Extremist:innen

Als die SP Schweiz in ihrem Parteiprogramm 2010 wiederum die Überwindung des Kapitalismus zu einem ihrer expliziten Ziele erklärte, ging ein Raunen durch den Blätterwald. 1982, als die vorherige Fassung des Parteiprogramms formuliert wurde, gab es noch die Ostblock-Länder, in denen der Sozialismus als Alternative zum Kapitalismus (angeblich) real existierte, aber 2010? Da war der Kapitalismus schon längst zum Normalfall geworden. Darüber muss man nicht mehr diskutieren, wer das Wort überhaupt noch in den Mund nimmt, outet sich damit schon als eine Art Extremist:in, oder? Und so fährt auch die SP seither in ihrem realpolitischen Handeln kaum einen forschen Überwindungskurs, und täte sie es, würde dies bestimmt Wähler:innenanteile kosten.

---

## AUFGABEN:
1 > Nenne alle Wörter im Text über das SP-Parteiprogramm, die Überschrift eingeschlossen, die mit einem Doppelpunkt gegendert sind.
2 > Schreibe den Text über die SP Schweiz und die Überwindung des Kapitalismus nach seinem letzten Satz weiter.

(Bereichsbeschreibungen in natürlicher Sprache)
---

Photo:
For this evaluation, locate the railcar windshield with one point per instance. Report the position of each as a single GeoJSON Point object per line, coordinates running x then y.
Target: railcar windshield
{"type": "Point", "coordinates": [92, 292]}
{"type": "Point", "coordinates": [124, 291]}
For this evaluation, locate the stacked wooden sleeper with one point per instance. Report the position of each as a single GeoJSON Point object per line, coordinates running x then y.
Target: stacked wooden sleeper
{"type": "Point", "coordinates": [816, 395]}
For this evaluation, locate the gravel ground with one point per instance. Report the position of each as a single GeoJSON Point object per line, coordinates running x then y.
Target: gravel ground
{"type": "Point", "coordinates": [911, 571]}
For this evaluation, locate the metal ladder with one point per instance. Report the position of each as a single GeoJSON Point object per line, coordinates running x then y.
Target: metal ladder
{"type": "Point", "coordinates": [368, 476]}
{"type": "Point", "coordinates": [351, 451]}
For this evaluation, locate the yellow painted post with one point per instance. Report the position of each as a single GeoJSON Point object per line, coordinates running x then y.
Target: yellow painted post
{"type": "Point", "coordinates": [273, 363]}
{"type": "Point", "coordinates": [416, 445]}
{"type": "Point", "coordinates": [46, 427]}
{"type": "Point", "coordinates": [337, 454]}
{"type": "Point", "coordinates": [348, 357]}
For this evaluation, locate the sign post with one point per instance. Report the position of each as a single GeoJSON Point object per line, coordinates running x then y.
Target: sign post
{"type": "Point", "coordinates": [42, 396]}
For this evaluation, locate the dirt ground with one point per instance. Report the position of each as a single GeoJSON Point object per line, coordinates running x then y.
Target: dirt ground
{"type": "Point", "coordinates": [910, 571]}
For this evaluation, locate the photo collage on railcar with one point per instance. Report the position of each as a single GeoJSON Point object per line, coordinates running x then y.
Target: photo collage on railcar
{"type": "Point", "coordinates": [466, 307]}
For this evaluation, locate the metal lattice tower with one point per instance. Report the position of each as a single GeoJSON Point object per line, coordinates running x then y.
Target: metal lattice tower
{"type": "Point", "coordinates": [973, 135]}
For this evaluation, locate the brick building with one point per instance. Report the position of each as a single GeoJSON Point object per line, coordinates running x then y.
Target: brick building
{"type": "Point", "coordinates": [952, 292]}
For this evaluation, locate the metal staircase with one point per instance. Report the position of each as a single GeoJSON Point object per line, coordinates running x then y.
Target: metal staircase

---

## LÖSUNGEN:
1 > Extremist:innen, Extremist:in, Wähler:innenanteile

2 >
In ihrem Buch «Das Ende des Kapitalismus» (Kiepenheuer & Witsch 2022) analysiert die Historikerin und Philosophin Ulrike Herrmann die heutige Wirtschaft im Hinblick auf ihre Fähigkeit, das Problem des Klimawandels zu lösen. Ihr Fazit: sie kann das nicht. Der Kapitalismus benötigt permanentes Wachstum, Wachstum benötigt Energie, und diese lässt sich nicht in genügender Menge auf nachhaltige Weise produzieren, zumindest nicht mit den heute und in naher Zukunft verfügbaren Technologien. «Grünes Wachstum» ist also mit den uns bekannten Mitteln unmöglich, «grünes Schrumpfen» wäre angesagt. Der Kapitalismus verfügt jedoch über keine Werkzeuge zum Schrumpfen; er folgt, so Herrmann, der Logik einer Krebszelle, muss unaufhörlich wachsen und zerstört damit erst seine Umwelt und dann sich selbst: Will die Menschheit überleben, muss sie ihn abschaffen.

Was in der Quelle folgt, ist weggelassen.